[Data entries]
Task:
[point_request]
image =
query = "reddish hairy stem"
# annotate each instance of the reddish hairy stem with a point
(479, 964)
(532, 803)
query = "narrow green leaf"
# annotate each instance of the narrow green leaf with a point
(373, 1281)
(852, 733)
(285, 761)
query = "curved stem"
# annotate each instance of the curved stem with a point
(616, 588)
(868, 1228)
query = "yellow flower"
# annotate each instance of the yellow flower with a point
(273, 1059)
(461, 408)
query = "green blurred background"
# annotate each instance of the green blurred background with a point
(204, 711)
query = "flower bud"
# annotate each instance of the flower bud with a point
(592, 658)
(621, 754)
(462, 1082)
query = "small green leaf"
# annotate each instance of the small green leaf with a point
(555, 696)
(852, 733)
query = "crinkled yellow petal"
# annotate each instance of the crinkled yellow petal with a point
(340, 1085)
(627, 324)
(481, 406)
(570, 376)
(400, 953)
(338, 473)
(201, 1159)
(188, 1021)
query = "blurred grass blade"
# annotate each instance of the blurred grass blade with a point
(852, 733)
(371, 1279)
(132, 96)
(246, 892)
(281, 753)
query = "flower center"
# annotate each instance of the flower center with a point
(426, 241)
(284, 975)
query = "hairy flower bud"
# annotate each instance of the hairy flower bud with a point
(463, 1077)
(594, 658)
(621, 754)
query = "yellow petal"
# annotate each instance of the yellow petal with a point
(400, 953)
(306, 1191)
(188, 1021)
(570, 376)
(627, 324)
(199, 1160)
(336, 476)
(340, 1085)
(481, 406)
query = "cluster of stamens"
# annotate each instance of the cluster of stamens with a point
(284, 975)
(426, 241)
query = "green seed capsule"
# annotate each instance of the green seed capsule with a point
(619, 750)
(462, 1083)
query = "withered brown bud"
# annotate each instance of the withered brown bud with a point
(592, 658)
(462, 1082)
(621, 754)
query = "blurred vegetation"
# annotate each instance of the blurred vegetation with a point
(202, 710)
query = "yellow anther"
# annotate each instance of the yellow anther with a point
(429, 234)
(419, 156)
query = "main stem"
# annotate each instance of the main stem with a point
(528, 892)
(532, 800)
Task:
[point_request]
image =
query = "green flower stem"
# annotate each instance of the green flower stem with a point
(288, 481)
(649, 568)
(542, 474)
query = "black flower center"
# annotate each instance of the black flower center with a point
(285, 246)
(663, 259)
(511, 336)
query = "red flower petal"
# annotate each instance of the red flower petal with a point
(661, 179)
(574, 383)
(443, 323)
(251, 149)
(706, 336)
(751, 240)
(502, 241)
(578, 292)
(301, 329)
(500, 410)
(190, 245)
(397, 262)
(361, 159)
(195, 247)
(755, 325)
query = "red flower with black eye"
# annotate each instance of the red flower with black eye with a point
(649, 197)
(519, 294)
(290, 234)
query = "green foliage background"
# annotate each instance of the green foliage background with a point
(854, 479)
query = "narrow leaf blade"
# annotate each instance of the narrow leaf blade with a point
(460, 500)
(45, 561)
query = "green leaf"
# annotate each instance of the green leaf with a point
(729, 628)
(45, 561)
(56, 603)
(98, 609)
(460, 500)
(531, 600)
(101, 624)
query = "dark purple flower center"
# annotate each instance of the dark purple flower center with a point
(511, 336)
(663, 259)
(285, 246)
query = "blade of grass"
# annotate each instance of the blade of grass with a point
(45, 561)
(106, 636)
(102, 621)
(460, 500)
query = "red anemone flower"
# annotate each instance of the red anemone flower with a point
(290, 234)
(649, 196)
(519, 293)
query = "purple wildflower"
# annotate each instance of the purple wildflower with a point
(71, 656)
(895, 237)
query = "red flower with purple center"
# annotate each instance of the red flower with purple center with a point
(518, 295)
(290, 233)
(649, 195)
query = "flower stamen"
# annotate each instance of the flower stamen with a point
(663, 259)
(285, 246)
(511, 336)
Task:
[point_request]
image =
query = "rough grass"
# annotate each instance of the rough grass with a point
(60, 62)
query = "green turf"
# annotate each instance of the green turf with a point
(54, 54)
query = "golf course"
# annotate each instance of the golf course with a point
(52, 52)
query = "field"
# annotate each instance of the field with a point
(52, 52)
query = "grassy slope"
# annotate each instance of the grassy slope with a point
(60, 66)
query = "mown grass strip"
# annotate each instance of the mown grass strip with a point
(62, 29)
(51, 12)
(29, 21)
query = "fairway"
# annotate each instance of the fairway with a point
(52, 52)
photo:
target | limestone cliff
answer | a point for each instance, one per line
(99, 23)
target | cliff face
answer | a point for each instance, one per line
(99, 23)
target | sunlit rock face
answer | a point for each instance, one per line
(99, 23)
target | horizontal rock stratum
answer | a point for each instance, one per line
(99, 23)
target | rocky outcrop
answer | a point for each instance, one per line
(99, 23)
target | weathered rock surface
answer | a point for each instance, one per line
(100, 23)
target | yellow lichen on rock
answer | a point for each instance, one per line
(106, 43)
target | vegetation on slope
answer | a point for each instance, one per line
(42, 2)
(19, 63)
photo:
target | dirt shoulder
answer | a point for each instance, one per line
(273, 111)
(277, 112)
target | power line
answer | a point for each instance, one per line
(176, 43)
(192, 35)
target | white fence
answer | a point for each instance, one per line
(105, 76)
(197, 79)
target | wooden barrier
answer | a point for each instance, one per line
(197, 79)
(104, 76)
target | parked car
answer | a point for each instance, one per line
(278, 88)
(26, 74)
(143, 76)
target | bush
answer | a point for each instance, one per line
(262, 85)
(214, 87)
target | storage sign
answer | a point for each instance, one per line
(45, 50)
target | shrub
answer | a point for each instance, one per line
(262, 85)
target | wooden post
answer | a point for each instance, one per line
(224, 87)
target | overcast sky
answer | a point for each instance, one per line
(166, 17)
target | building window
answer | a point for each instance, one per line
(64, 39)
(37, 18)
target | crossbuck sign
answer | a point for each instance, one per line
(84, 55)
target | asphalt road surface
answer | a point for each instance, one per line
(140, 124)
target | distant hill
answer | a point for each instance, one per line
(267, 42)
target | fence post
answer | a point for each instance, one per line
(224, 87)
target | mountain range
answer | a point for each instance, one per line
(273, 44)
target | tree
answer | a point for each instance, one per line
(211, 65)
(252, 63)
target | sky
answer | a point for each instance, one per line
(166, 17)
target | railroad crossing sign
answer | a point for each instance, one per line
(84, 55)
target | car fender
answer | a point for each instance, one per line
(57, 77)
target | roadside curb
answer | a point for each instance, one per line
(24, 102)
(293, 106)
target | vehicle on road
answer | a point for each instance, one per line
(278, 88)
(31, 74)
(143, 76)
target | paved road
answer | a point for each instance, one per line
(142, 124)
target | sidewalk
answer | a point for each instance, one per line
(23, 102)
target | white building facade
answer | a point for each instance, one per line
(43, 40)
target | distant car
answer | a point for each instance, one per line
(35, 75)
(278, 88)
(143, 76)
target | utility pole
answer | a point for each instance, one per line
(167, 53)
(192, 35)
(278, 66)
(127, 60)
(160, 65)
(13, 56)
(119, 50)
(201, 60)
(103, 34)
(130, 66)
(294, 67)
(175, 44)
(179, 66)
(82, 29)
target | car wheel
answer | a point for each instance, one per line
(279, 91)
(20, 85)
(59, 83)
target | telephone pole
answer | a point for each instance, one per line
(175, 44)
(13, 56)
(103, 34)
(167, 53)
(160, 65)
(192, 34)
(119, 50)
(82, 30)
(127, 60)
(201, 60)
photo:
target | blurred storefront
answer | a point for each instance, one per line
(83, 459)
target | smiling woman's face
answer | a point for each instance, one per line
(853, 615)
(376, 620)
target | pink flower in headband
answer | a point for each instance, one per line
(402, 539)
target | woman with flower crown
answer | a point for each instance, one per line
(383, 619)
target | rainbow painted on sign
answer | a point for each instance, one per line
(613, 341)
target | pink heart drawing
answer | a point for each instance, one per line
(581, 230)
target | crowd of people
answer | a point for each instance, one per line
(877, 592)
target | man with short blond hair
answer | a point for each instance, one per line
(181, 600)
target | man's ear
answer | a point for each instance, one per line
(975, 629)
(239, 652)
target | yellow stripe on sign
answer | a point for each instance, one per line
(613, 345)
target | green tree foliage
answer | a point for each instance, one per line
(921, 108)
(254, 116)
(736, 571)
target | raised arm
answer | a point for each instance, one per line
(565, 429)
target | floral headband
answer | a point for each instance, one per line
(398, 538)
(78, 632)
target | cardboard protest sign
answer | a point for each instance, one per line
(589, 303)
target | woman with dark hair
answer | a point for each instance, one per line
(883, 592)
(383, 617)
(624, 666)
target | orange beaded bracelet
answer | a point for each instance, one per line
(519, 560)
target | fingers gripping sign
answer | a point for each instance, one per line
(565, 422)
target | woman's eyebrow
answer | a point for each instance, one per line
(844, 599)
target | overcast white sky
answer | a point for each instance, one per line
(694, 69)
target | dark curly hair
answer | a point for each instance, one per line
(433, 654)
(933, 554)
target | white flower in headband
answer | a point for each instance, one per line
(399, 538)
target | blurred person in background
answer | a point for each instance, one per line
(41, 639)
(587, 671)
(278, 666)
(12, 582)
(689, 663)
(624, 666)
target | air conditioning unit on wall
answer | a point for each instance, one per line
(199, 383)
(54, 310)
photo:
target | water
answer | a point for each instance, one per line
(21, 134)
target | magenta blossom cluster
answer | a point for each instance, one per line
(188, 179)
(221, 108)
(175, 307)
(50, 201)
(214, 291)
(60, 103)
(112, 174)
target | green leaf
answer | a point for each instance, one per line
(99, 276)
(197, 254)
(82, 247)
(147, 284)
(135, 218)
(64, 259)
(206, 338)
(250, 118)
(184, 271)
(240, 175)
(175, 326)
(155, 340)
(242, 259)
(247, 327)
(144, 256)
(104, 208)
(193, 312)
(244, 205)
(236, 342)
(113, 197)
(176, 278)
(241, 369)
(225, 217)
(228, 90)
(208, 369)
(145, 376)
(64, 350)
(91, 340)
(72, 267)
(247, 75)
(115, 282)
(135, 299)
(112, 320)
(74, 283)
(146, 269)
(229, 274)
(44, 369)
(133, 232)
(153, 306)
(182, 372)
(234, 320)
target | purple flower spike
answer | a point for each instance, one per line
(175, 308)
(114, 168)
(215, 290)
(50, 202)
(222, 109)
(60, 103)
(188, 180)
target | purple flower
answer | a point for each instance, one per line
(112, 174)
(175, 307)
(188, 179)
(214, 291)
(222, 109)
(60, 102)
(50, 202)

Your task: From the line containing "target | floral headband" through the closing line of the material above, return every line exactly and omit all others.

Full output:
target | floral headband
answer | a point for each instance, one per line
(398, 538)
(78, 632)
target | cardboard protest sign
answer | a point for each instance, one per line
(589, 303)
target | woman with dark hair
answer | a point for each instance, one per line
(883, 592)
(383, 617)
(624, 666)
target | orange beaded bracelet
answer | a point for each instance, one per line
(519, 560)
target | fingers gripping sign
answer | a point for each instance, one per line
(565, 422)
target | woman's eyebrow
answer | a point for each instance, one per line
(844, 599)
target | overcast white sky
answer | a point for each instance, one per line
(694, 69)
target | dark curly hair
answer | a point for each instance, one per line
(433, 654)
(933, 554)
target | white flower in headband
answer | a point for each instance, one per line
(399, 538)
target | blurred person in background
answer | a point for each instance, one per line
(41, 639)
(587, 671)
(278, 666)
(12, 582)
(689, 663)
(624, 666)
target | air conditioning unit on wall
answer | a point for each instance, one per line
(199, 383)
(54, 310)
photo:
target | water
answer | a point for each instance, one per line
(21, 134)
target | magenta blossom cluster
answer | a point for each instance, one per line
(188, 179)
(221, 108)
(175, 307)
(50, 201)
(214, 291)
(60, 103)
(112, 174)
target | green leaf
answer | a point for each instance, one per line
(99, 276)
(197, 254)
(82, 247)
(147, 284)
(135, 218)
(64, 259)
(206, 338)
(250, 118)
(184, 271)
(240, 175)
(175, 326)
(155, 340)
(242, 259)
(247, 327)
(144, 256)
(104, 208)
(193, 312)
(244, 205)
(236, 342)
(113, 197)
(176, 278)
(241, 369)
(225, 217)
(228, 90)
(208, 369)
(145, 376)
(64, 350)
(91, 340)
(72, 267)
(247, 75)
(115, 282)
(135, 299)
(112, 320)
(74, 283)
(146, 269)
(229, 274)
(44, 369)
(133, 232)
(153, 306)
(182, 372)
(234, 320)
target | purple flower spike
answer | a point for each instance, one per line
(175, 308)
(114, 168)
(215, 290)
(50, 202)
(222, 109)
(60, 103)
(188, 180)
target | purple flower
answer | a point for each instance, one per line
(112, 174)
(175, 307)
(188, 179)
(214, 291)
(222, 109)
(60, 102)
(50, 202)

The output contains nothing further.